**Goal:** Please reproduce the material below word for word, starting at its first line and ending after the line that contains "0, 148, 10, 167".

─── Provided data ───

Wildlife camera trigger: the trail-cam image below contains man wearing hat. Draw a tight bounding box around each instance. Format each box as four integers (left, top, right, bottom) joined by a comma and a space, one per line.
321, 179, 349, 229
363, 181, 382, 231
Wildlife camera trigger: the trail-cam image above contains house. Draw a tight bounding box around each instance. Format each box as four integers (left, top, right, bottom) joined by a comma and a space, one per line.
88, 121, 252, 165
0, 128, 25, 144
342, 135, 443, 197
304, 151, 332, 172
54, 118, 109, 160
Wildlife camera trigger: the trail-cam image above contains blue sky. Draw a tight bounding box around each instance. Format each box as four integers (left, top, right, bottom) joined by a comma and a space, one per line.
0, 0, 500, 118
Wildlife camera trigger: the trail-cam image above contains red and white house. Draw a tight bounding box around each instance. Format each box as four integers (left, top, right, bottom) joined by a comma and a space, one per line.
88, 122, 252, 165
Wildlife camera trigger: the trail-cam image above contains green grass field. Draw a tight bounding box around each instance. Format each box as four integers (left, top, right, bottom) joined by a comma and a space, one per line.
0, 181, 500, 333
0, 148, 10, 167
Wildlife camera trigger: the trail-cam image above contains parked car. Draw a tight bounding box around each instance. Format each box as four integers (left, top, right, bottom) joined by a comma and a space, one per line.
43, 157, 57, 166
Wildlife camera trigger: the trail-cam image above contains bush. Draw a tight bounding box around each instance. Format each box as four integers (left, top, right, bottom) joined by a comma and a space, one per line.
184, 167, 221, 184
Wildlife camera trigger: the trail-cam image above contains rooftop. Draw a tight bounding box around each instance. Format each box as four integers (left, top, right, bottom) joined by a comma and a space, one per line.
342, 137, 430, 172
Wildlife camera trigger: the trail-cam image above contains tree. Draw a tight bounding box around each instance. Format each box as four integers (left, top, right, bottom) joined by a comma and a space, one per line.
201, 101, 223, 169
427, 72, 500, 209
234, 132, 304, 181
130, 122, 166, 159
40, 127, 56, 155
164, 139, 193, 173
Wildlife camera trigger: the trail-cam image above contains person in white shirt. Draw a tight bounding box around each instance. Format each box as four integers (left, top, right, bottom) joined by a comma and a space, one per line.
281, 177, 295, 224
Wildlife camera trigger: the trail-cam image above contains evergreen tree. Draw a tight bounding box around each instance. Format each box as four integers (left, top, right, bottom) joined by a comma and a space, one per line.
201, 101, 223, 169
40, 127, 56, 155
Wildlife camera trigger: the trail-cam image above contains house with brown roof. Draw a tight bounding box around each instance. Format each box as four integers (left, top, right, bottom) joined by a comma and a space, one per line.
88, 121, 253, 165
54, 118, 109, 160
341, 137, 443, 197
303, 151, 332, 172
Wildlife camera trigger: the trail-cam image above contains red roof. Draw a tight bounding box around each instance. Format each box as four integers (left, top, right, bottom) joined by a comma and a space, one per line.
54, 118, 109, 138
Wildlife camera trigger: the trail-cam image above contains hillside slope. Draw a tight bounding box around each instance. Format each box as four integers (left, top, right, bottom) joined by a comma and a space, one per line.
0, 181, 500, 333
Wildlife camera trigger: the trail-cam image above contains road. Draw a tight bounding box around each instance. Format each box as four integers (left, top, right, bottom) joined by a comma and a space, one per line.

───

**Task result:**
Wildlife camera trigger: the trail-cam image below contains man wearing hat. Draw a tight bounding box around each instance. Format each box as four integers (left, top, right, bottom) joined by a comma and a space, one per line.
321, 179, 349, 229
363, 181, 382, 231
Wildlife camera trigger: the trail-cam image above contains house. Draw a tight bounding box around each instance. Format each box as four integers (left, top, right, bottom) joined by a comma and a space, one per line.
88, 121, 252, 165
0, 128, 25, 144
342, 135, 443, 197
304, 151, 332, 172
54, 118, 109, 160
Wildlife camera trigger: the trail-cam image above contains blue sky. Draw a tight bounding box around each instance. Format each box as four integers (left, top, right, bottom) joined by a comma and a space, one per line.
0, 0, 500, 118
Wildlife camera trigger: the trail-cam image above contains red and white house. Draw a tight bounding box around each instance. Format each box as four integers (left, top, right, bottom) joined by a comma and a space, one per line.
88, 122, 252, 165
Wildlife camera trigger: the trail-cam image above contains green grass field. Draw a tight bounding box around each instance. Format each box as four integers (left, top, right, bottom) joined by a comma and a space, one per line.
0, 181, 500, 333
0, 148, 10, 167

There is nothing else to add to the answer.